**The problem**
Begin at the line with "Give the mask of every instance of the <item>grass" and write out every line after it, exactly, through the last line below, adding nothing.

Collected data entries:

===============

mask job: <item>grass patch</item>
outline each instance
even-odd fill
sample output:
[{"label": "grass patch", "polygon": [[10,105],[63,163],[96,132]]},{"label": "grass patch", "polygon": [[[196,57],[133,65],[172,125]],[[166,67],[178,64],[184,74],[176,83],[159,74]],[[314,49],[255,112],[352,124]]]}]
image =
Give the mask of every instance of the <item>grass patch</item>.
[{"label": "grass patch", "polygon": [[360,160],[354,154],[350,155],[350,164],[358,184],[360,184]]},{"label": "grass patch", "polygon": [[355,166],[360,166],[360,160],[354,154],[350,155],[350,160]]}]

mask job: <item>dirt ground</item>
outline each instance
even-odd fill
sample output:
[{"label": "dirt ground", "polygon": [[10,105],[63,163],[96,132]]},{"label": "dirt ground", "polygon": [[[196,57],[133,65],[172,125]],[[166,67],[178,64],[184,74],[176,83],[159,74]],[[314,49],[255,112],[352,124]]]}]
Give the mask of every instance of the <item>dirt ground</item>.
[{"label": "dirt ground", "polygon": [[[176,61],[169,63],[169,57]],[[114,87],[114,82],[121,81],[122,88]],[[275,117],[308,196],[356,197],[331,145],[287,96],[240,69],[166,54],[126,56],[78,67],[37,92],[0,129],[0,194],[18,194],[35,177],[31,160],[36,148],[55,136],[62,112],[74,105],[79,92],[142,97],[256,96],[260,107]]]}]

===============

**Exercise solution**
Give the mask of every instance of the <item>grass patch</item>.
[{"label": "grass patch", "polygon": [[360,160],[354,154],[350,155],[350,164],[358,184],[360,184]]},{"label": "grass patch", "polygon": [[355,166],[360,166],[360,160],[354,154],[350,155],[350,160]]}]

mask job: <item>dirt ground</item>
outline each instance
even-odd fill
sample output:
[{"label": "dirt ground", "polygon": [[10,105],[63,163],[96,132]]},{"label": "dirt ground", "polygon": [[[196,57],[133,65],[172,125]],[[166,67],[178,64],[184,74],[176,83],[159,74]],[[314,49],[255,112],[352,124]]]}]
Give the mask of every instance of the <item>dirt ground</item>.
[{"label": "dirt ground", "polygon": [[[176,61],[169,63],[169,57]],[[114,87],[114,82],[121,81],[122,88]],[[275,117],[308,196],[356,197],[331,145],[287,96],[240,69],[166,54],[126,56],[78,67],[37,92],[0,129],[0,194],[18,194],[35,177],[31,160],[36,148],[55,136],[62,112],[74,105],[79,92],[142,97],[256,96],[260,107]]]}]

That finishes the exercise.